Gesteld doel
Geef alleen de regels vanaf de regel met "the sand surface" tot en met de regel met "[[248, 196]]" letterlijk terug.

Overzicht gegevens
========================

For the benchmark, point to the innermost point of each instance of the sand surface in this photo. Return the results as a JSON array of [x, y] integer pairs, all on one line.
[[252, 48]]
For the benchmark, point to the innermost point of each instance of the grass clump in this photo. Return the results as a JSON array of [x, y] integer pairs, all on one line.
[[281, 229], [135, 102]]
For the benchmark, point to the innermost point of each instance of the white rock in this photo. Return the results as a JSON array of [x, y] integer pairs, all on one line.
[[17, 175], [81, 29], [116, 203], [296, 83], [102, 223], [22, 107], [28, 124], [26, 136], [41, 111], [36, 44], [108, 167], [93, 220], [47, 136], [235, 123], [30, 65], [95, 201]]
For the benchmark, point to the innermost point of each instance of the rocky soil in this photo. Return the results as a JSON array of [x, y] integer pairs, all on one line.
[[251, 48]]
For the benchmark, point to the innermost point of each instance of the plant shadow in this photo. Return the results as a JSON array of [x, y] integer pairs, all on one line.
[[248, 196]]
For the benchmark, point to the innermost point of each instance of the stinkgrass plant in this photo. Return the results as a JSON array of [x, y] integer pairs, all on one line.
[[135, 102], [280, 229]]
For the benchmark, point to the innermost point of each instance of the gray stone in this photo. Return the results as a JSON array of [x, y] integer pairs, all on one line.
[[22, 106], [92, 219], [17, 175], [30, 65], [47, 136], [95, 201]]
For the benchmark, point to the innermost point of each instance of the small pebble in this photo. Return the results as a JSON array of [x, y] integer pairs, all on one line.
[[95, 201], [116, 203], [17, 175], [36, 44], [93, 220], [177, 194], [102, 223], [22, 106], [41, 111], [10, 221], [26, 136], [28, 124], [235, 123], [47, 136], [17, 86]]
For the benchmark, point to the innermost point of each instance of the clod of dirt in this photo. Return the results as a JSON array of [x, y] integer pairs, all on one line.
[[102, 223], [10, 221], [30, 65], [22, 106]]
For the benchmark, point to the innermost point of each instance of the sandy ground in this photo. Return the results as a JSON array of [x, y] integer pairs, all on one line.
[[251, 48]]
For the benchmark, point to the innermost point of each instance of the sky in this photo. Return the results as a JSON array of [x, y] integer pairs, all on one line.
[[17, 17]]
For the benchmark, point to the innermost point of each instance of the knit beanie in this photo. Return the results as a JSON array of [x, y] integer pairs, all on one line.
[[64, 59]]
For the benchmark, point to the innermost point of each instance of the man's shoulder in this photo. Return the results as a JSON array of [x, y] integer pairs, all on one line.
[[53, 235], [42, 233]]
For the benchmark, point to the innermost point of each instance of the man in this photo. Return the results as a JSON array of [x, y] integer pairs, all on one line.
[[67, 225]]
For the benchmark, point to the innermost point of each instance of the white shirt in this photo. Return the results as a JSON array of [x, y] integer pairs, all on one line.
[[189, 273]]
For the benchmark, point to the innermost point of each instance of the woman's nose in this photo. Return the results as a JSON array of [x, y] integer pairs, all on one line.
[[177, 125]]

========================

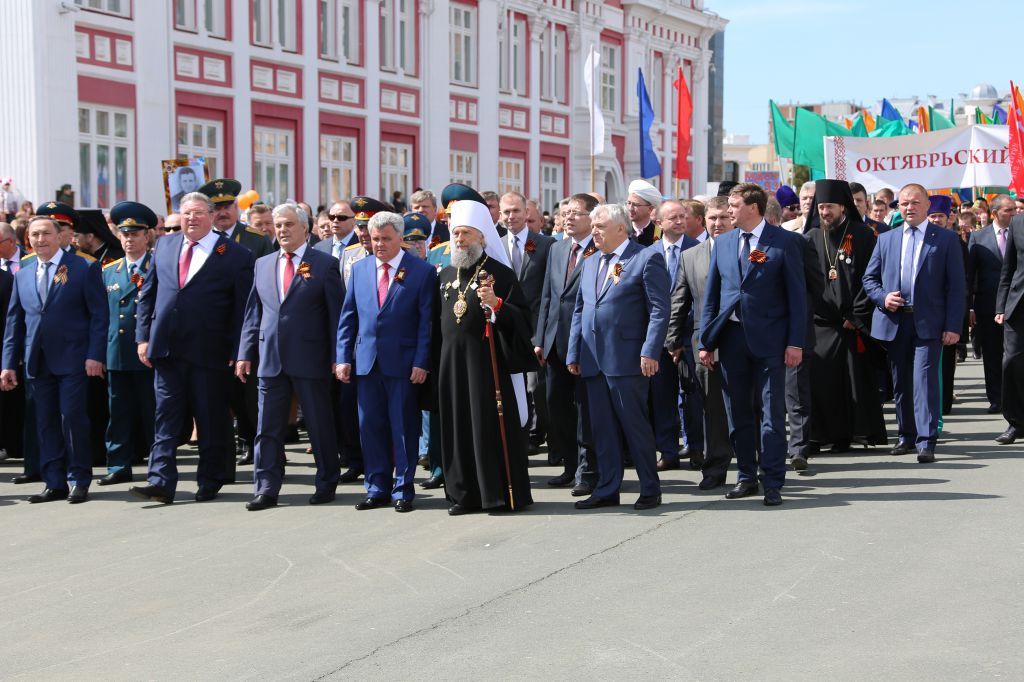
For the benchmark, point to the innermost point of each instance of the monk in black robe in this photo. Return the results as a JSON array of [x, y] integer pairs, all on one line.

========================

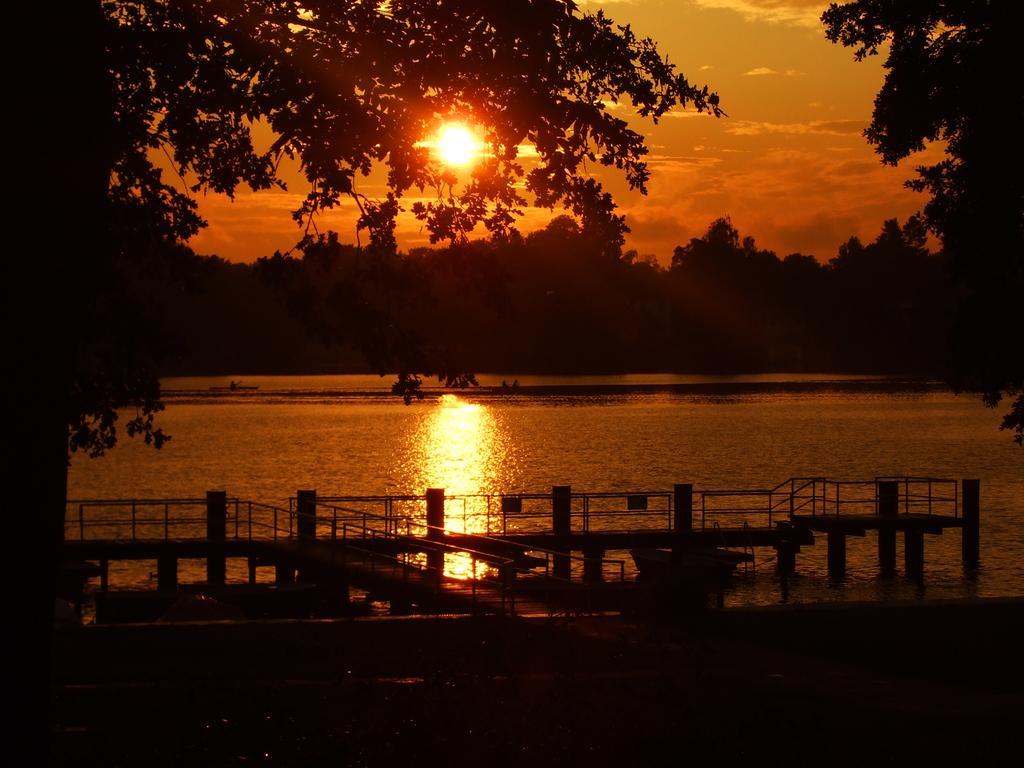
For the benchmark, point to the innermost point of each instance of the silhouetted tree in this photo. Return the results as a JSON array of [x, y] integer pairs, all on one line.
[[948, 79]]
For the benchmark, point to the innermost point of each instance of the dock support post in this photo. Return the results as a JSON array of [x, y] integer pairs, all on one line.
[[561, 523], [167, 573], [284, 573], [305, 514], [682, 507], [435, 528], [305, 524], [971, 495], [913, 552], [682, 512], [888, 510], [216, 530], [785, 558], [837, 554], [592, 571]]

========================

Oplossing opdracht
For the benchmark, point to the innermost point of each instance of the sand surface in this photo. Return the results as a JSON array of [x, y] integer pairs, all on one line.
[[252, 48]]
For the benchmark, point to the innermost point of each instance of the grass clump in this photo. Return the results as a JSON array of [x, y] integer pairs, all on one line.
[[281, 229], [135, 102]]
For the benchmark, point to the innermost point of each instance of the white rock in this photo. Return the results as a JSON array of [x, y] integer pairs, all on one line.
[[17, 175], [81, 29], [116, 203], [296, 83], [102, 223], [22, 107], [28, 124], [26, 136], [41, 111], [36, 44], [108, 167], [93, 220], [47, 136], [235, 123], [30, 65], [95, 201]]
For the benchmark, point to the innermost point of each instance of the rocky soil in this photo. Return the results as a JSON array of [x, y] integer pairs, all on one line.
[[251, 48]]
For the benchmark, point to the innermost point of each instance of the plant shadow in this photo. Return the results as a JSON array of [x, y] integer pairs, all on one line.
[[248, 196]]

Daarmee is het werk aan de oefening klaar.